::: INPUT MATERIAL :::

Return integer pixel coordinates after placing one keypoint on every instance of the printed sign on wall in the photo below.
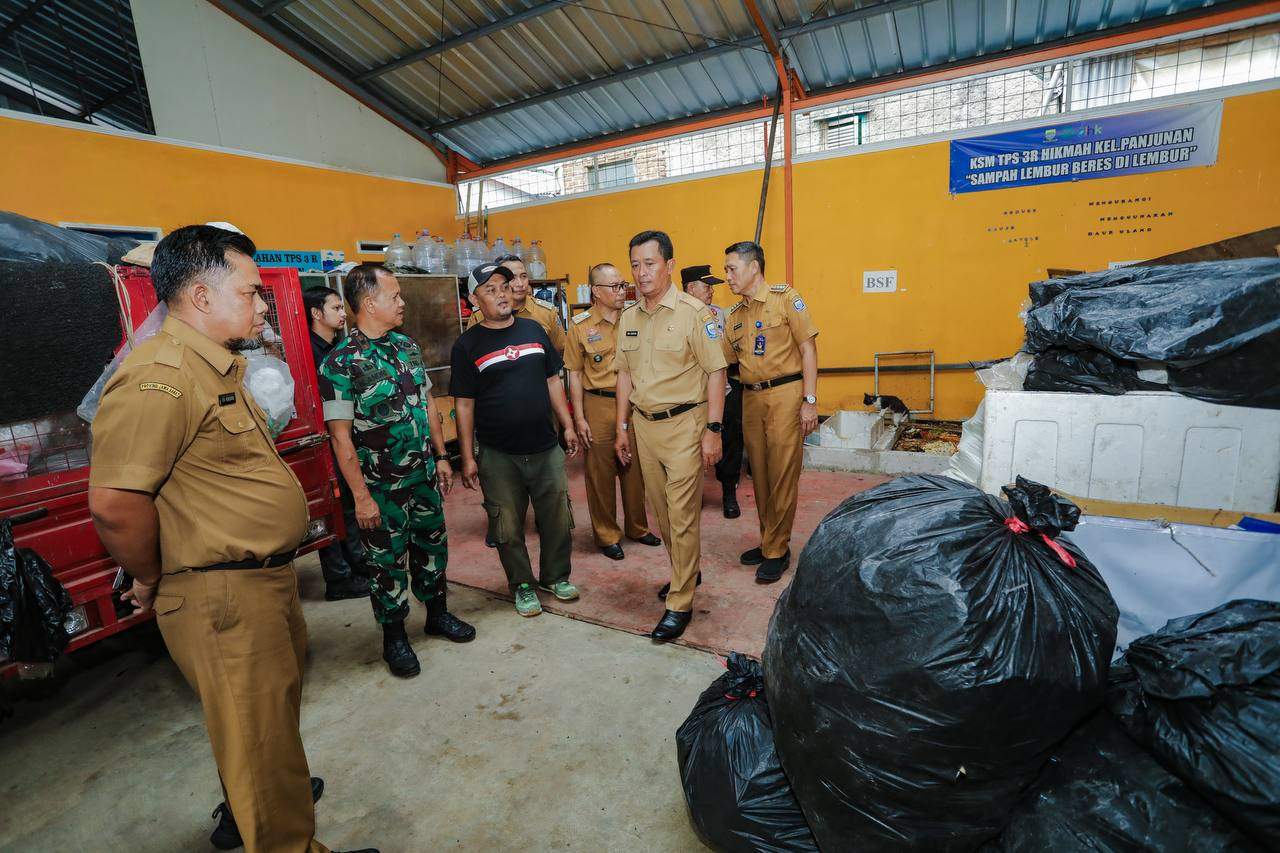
(1176, 137)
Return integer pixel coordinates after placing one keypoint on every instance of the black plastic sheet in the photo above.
(1102, 792)
(1203, 696)
(737, 796)
(1212, 327)
(927, 658)
(32, 605)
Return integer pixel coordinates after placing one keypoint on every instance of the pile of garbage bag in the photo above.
(737, 796)
(1208, 331)
(32, 605)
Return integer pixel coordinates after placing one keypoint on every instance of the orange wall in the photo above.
(67, 174)
(964, 261)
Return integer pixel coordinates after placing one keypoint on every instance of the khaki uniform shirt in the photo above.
(670, 351)
(177, 423)
(539, 311)
(766, 332)
(590, 349)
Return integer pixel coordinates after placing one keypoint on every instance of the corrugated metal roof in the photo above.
(566, 71)
(80, 55)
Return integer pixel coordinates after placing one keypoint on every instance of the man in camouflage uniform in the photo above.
(383, 423)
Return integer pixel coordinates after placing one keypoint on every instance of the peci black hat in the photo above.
(481, 274)
(703, 274)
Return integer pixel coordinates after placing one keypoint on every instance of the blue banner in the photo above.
(1100, 147)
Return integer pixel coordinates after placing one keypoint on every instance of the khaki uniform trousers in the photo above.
(603, 470)
(240, 639)
(671, 460)
(775, 446)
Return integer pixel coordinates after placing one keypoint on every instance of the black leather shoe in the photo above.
(772, 569)
(671, 625)
(449, 626)
(346, 588)
(397, 652)
(666, 588)
(731, 509)
(227, 835)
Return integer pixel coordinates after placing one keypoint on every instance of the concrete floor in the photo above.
(542, 734)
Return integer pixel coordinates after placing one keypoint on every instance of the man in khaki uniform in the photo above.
(773, 338)
(542, 313)
(592, 382)
(671, 372)
(191, 497)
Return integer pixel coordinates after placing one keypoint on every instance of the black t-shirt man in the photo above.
(506, 373)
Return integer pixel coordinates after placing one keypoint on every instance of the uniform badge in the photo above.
(159, 386)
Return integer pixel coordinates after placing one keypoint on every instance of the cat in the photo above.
(886, 402)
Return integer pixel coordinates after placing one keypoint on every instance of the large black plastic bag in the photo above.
(737, 794)
(1214, 327)
(32, 605)
(1203, 696)
(927, 657)
(1102, 792)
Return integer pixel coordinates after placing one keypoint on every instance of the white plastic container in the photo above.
(1143, 447)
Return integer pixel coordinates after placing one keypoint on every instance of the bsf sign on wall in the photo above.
(880, 281)
(1176, 137)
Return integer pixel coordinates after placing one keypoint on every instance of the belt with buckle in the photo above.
(772, 383)
(274, 561)
(670, 413)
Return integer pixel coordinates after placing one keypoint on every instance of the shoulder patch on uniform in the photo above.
(159, 386)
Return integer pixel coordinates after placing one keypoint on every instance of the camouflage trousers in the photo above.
(408, 551)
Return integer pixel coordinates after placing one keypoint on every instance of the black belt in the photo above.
(772, 383)
(670, 413)
(274, 561)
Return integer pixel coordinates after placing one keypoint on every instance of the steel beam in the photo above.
(465, 37)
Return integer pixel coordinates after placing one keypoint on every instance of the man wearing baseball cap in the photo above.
(506, 384)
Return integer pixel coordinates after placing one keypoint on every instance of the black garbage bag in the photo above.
(932, 649)
(32, 605)
(737, 794)
(1203, 696)
(1102, 792)
(1212, 327)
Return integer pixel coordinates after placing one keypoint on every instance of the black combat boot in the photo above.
(397, 652)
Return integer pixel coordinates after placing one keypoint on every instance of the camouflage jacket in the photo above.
(382, 387)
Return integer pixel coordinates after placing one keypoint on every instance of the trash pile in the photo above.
(1208, 331)
(940, 676)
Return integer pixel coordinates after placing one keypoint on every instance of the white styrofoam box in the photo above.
(1143, 447)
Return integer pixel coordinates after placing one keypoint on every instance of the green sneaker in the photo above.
(562, 589)
(526, 601)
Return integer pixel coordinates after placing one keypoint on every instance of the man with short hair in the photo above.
(341, 561)
(525, 305)
(506, 387)
(698, 282)
(592, 382)
(773, 338)
(671, 372)
(191, 498)
(384, 427)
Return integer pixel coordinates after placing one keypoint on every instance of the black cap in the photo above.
(703, 274)
(481, 274)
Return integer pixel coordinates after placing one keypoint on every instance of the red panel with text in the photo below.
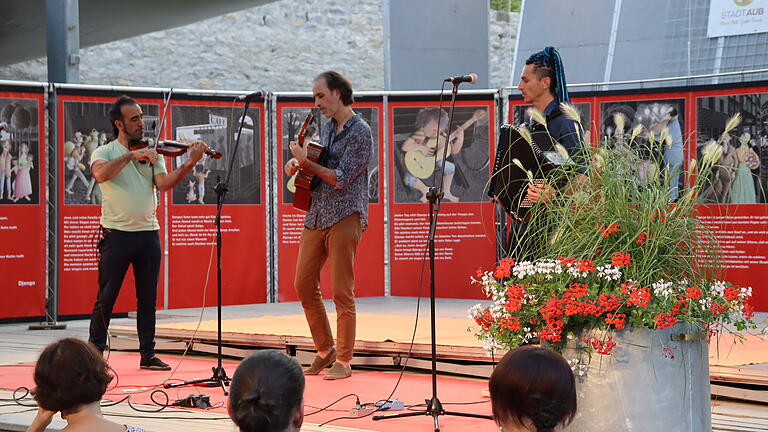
(736, 199)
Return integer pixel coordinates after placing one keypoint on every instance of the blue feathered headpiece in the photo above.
(549, 57)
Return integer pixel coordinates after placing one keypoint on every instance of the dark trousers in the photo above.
(118, 250)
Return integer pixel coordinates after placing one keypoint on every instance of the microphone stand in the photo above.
(219, 377)
(434, 408)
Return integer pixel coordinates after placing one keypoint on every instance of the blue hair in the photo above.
(550, 59)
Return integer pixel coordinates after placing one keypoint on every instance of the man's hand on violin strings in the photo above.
(292, 167)
(145, 154)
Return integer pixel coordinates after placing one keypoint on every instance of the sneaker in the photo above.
(338, 371)
(320, 363)
(154, 363)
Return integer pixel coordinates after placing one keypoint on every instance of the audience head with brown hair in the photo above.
(267, 394)
(532, 390)
(70, 377)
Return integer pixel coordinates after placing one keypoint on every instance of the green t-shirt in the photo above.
(128, 199)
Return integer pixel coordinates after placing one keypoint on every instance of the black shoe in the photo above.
(154, 363)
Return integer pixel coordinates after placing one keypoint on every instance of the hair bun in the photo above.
(545, 414)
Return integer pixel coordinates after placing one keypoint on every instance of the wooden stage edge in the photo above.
(456, 359)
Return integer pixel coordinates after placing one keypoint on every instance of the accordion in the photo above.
(509, 182)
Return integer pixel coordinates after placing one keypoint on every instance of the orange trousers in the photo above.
(337, 245)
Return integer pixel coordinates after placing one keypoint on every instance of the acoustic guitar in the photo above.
(302, 198)
(423, 166)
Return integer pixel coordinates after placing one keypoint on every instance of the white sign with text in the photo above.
(735, 17)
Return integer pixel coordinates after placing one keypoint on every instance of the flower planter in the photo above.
(651, 381)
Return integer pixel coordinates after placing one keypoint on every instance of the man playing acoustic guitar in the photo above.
(333, 226)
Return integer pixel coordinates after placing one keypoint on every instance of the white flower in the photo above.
(609, 272)
(475, 311)
(662, 288)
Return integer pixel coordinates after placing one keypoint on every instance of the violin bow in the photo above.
(166, 105)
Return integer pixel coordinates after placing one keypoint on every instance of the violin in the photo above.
(169, 148)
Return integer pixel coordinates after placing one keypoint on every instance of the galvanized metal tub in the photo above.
(654, 380)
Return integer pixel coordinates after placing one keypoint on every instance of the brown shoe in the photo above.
(320, 363)
(338, 371)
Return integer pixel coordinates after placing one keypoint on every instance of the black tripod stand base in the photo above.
(415, 413)
(219, 379)
(47, 326)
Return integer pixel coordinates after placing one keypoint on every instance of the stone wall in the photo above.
(277, 46)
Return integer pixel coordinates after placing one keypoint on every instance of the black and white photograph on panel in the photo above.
(19, 143)
(418, 153)
(87, 127)
(740, 175)
(217, 126)
(293, 118)
(659, 148)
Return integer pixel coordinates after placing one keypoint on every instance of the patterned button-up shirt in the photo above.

:::

*PROMPT*. Your task is to retype all the entries exactly and leave out any pictures.

*THE REPLY*.
Return integer pixel coordinates after placing one keypoint on every instance of the printed sign on wall in the photo below.
(1176, 137)
Return integer pixel coordinates after placing one keypoint on every instance of the black plastic sheet in the photo above.
(1102, 792)
(1203, 696)
(737, 796)
(1212, 327)
(927, 658)
(32, 605)
Return integer pixel coordinates after placing one keypoint on every instance of the pile of garbage bag in the photo above.
(737, 796)
(1208, 331)
(32, 605)
Return integer pixel coordinates after placing one keypoint on every instance of the orange wall in the photo above.
(67, 174)
(964, 261)
Return integer pixel coordinates after placing one keypoint on every instance of the khaki uniform shirt in the photo above.
(670, 351)
(177, 423)
(539, 311)
(766, 332)
(590, 349)
Return integer pixel coordinates after placing one keypoint on every instance of the corrugated metal roof in the photo above.
(566, 71)
(80, 55)
Return integer pixel coordinates after placing one keypoint on every instance of the man in camouflage uniform in the photo above.
(383, 423)
Return integer pixel coordinates after placing one keypoint on every instance of the peci black hat in the photo above.
(481, 274)
(703, 274)
Return integer pixel coordinates after placing one keypoint on every instance of the blue banner in the photo above.
(1100, 147)
Return integer pixel coordinates after placing one keypoint on every instance of the khaki uniform trousers in the photo above.
(603, 470)
(240, 639)
(671, 460)
(775, 446)
Return integer pixel coordinates after placing one keypoint on every instance of the black leather shoe in the photo above.
(772, 569)
(671, 625)
(449, 626)
(346, 588)
(397, 652)
(666, 588)
(731, 509)
(227, 835)
Return integer pixel coordinates after placing one keypoint on every instance of the concrete floor in the photo above.
(542, 734)
Return integer pixel coordinates after placing one keypoint on every instance of the man in khaki uniform in the photo above.
(773, 338)
(542, 313)
(592, 382)
(671, 372)
(191, 497)
Return integer pixel coordinates after placing one keypoint on every instance of the black t-shirt man in the photo above.
(506, 373)
Return integer pixel coordinates after placing one keypoint on every instance of the uniform badge in the photo above.
(159, 386)
Return integer pixel coordinates after placing one keypoint on every instance of the cat in the photo above.
(886, 402)
Return integer pixel coordinates after placing one keypoint on every instance of the large black plastic bag in the photo above.
(737, 794)
(1214, 327)
(32, 605)
(1203, 696)
(927, 657)
(1102, 792)
Return integer pixel coordinates after placing one keypoint on every instance of the white plastic container in the photo above.
(1143, 447)
Return integer pixel coordinates after placing one keypoint on every instance of the bsf sign on wall in the photo above.
(880, 281)
(1176, 137)
Return integer pixel coordinates after placing one keypoint on every instance of the belt with buckle in the photo above.
(772, 383)
(274, 561)
(670, 413)
Return integer pixel coordinates after placing one keypoint on every instance of the shoulder patch on uniform in the photo above.
(159, 386)
Return integer pixel coordinates after placing one keypoint on every instance of the camouflage trousers in the photo above.
(408, 551)
Return integer pixel coordinates after placing one keypoint on every instance of the black belt in the photo above.
(772, 383)
(670, 413)
(274, 561)
Return integer pixel coordinates after placing one keypoint on every instance of the steel beam in the photo above.
(465, 37)
Return integer pixel coordinates after placing one keypoint on every instance of the man wearing baseball cap in the photo above.
(506, 384)
Return integer pixel coordinates after placing one keypoint on every instance of the black garbage bag in the photo above.
(932, 649)
(32, 605)
(737, 794)
(1203, 696)
(1102, 792)
(1212, 327)
Return integer pixel coordinates after placing one keypoint on every instance of the black combat boot in the photo above.
(397, 652)
Return integer pixel coordinates after placing one keypoint on every instance of the camouflage jacket in the photo above.
(382, 387)
Return integer pixel coordinates after placing one keypoint on every instance of the trash pile in the photo above.
(1208, 331)
(940, 676)
Return integer pixel coordinates after placing one keypoint on every instance of the white styrofoam box in the photo above.
(1143, 447)
Return integer pixel coordinates after placing one keypoint on every instance of the green sneaker in the photo above.
(562, 589)
(526, 601)
Return integer pixel coordinates after placing one keypoint on every instance of the man with short hair in the photo above.
(341, 561)
(525, 305)
(506, 387)
(698, 282)
(592, 382)
(773, 338)
(671, 372)
(191, 498)
(384, 427)
Return integer pixel coordinates after placing one keypoint on every instance of the black cap in the photo above.
(703, 274)
(481, 274)
Return integer pixel coordinates after placing one keypoint on every instance of the red panel with text in the photo below.
(736, 199)
Return integer pixel coordinates after placing one keypoint on every instance of the blue feathered headpiece in the photo above.
(549, 57)
Return integer pixel coordinates after placing one keypoint on every instance of the dark trousers in the photo above.
(118, 250)
Return integer pixel coordinates after placing one keypoint on every instance of the microphone stand in the photo above.
(219, 377)
(434, 408)
Return integer pixel coordinates after placing one keypoint on every instance of the blue hair in the photo above.
(550, 59)
Return integer pixel coordinates after placing one keypoint on every instance of the man's hand on violin strings in the photo above.
(292, 167)
(145, 154)
Return integer pixel coordinates after placing one keypoint on every instance of the sneaker in the photo above.
(338, 371)
(320, 363)
(154, 363)
Return integer pixel coordinates after placing one keypoint on every instance of the audience head with brown hair in the photo above.
(267, 394)
(532, 390)
(70, 377)
Return integer pixel coordinates after placing one keypoint on every instance of the green t-shirt in the photo above.
(128, 199)
Return integer pixel coordinates after placing one keypoint on every instance of the black shoe in the photo above.
(154, 363)
Return integer pixel coordinates after placing one keypoint on every instance of the hair bun in the photo above.
(545, 414)
Return integer pixel coordinates after placing one keypoint on every instance of the wooden stage edge in the photo above.
(456, 359)
Return integer pixel coordinates after placing one keypoint on every instance of the accordion in the photo above.
(509, 182)
Return integer pixel coordinates after placing one keypoint on every instance of the orange trousers in the photo above.
(337, 245)
Return integer pixel coordinates after placing one keypoint on every instance of the acoustic guitar in the photo above.
(302, 198)
(423, 166)
Return integer pixel coordinates after placing one keypoint on every instance of the white sign with text in the photo above.
(735, 17)
Return integer pixel coordinates after placing one keypoint on every instance of the flower planter in the photo above.
(651, 381)
Return integer pixel coordinates after placing one keypoint on every instance of the man playing acoustic guitar in the photo above.
(333, 226)
Return integer pixel coordinates after placing one keypoint on every instance of the white flower in the photo above.
(609, 272)
(475, 311)
(662, 288)
Return integer pixel coordinates after placing one keypoint on every instance of the violin bow in the photo above.
(166, 105)
Return integer pixel coordinates after placing one keypoint on every instance of the violin in the photo above.
(169, 148)
Return integer pixel coordinates after placing one keypoint on every instance of the galvanized metal tub in the photo above.
(654, 380)
Return integer pixel coordinates after placing one keypoint on every instance of the brown shoe in the photo above.
(320, 363)
(338, 371)
Return integer pixel coordinates after placing one keypoint on every instance of the black tripod stand base in the photo above.
(415, 413)
(219, 379)
(47, 326)
Return integer pixel coordinates after placing one keypoint on every instance of the stone wall in the photo above.
(277, 46)
Return integer pixel coordinates after placing one keypoint on every instance of the black and white photograph on panel in the photo above.
(19, 143)
(418, 153)
(87, 127)
(740, 175)
(217, 126)
(293, 118)
(659, 148)
Return integer pixel coordinates after placing one keypoint on every instance of the patterned button-up shirt in the photo above.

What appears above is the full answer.